*RECORD LIST*.
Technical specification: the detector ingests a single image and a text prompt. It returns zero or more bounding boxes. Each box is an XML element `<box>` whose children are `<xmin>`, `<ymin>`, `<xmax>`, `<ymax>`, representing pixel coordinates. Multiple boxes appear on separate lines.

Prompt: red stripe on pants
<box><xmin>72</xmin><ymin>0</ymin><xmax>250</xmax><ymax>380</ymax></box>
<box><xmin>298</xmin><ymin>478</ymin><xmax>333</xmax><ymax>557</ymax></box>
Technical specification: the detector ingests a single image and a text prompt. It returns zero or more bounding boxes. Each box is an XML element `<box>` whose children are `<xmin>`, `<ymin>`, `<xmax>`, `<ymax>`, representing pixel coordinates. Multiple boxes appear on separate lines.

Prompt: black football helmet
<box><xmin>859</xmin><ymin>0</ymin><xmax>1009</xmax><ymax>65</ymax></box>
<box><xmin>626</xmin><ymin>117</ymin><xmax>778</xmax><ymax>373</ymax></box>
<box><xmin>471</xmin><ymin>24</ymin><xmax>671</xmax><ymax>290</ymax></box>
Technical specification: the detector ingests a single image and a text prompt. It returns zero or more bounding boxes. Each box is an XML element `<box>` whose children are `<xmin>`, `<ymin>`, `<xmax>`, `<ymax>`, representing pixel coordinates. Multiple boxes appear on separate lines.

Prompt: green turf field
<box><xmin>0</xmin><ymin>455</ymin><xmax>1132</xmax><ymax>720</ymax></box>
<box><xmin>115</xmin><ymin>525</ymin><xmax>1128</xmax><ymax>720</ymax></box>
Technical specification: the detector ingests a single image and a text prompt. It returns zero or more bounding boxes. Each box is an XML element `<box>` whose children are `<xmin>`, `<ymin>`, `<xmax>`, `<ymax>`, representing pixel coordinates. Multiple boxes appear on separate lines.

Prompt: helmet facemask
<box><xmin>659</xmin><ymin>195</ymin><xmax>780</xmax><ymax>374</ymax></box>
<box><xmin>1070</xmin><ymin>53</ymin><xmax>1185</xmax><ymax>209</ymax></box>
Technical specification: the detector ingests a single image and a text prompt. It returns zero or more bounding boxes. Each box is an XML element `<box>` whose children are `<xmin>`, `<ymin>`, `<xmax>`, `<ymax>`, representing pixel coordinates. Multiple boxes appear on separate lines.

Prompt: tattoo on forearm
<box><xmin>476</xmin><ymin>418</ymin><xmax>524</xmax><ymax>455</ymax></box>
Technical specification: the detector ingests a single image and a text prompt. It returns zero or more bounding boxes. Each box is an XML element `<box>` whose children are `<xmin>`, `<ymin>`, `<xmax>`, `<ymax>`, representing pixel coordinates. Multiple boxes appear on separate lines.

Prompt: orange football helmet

*GIVEN INSTRUCTION*. Pick out every line above that contains the word "football", treating uppercase and lowercase letters as different.

*EXERCISE SOLUTION*.
Prompt: black football helmet
Prompt: orange football helmet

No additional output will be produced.